- **Data for this exercise**:
= Beginning of Section =
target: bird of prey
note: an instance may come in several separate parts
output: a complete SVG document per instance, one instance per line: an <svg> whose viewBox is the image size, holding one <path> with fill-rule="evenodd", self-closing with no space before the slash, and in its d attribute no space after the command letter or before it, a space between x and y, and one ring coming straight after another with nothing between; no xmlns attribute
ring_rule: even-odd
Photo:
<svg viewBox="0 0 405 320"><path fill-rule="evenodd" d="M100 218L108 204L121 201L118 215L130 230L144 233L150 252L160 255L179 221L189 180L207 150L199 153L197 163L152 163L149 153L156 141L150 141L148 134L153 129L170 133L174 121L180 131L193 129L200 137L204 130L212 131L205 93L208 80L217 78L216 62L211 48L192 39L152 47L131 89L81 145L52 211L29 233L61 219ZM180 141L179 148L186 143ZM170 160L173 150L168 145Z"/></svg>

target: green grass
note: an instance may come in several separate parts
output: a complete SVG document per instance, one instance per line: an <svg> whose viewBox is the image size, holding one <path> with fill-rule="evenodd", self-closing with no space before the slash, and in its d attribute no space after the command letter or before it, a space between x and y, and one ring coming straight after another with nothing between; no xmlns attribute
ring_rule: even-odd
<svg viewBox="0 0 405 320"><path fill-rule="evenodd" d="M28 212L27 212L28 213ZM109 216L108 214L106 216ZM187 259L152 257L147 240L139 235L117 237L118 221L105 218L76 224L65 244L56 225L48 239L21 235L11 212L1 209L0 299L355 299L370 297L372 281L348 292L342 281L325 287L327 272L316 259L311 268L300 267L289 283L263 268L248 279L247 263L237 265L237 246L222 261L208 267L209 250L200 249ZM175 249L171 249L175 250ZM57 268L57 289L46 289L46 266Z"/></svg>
= End of Section =
- **Directions for this task**: Set down all of the data above again, exactly.

- **Answer area**:
target: bird of prey
note: an instance may come in several separate parts
output: a complete SVG document per instance, one instance per line: an <svg> whose viewBox is the image size, holding one <path> with fill-rule="evenodd", self-closing with no space before the slash, and in its d attribute no space after the command letter or before it, a space between x and y, and one ring coming straight after another with nothing between; no xmlns attribute
ring_rule: even-odd
Photo:
<svg viewBox="0 0 405 320"><path fill-rule="evenodd" d="M100 218L108 204L121 201L118 215L130 230L144 233L150 252L160 255L179 221L189 180L207 150L199 153L197 163L152 163L149 153L156 141L150 141L148 134L153 129L170 133L174 121L180 131L193 129L200 137L204 130L212 131L205 93L208 80L217 78L216 62L211 48L192 39L152 47L131 89L81 145L52 211L29 233L61 219ZM180 141L179 148L186 143ZM170 160L173 150L168 145Z"/></svg>

target: green grass
note: an instance may come in several separate parts
output: a complete SVG document per instance, one instance per line: an <svg> whose viewBox is the image size, holding one <path> with fill-rule="evenodd", self-closing with no space before the slash, and in its d attribute no space after the command letter or before it, a space between x and y, and one ring coming straight after another with nothing between; no xmlns attribute
ring_rule: even-odd
<svg viewBox="0 0 405 320"><path fill-rule="evenodd" d="M28 212L27 212L28 213ZM109 216L108 214L106 216ZM187 259L152 257L147 240L139 235L117 237L118 221L105 218L76 224L65 244L56 225L48 239L21 235L11 212L1 209L0 299L355 299L370 297L372 281L348 292L342 281L325 287L327 272L316 259L311 268L300 267L289 283L263 268L248 279L247 263L237 265L237 246L222 261L208 267L209 250L200 249ZM175 249L171 249L175 250ZM57 268L57 289L46 289L46 266Z"/></svg>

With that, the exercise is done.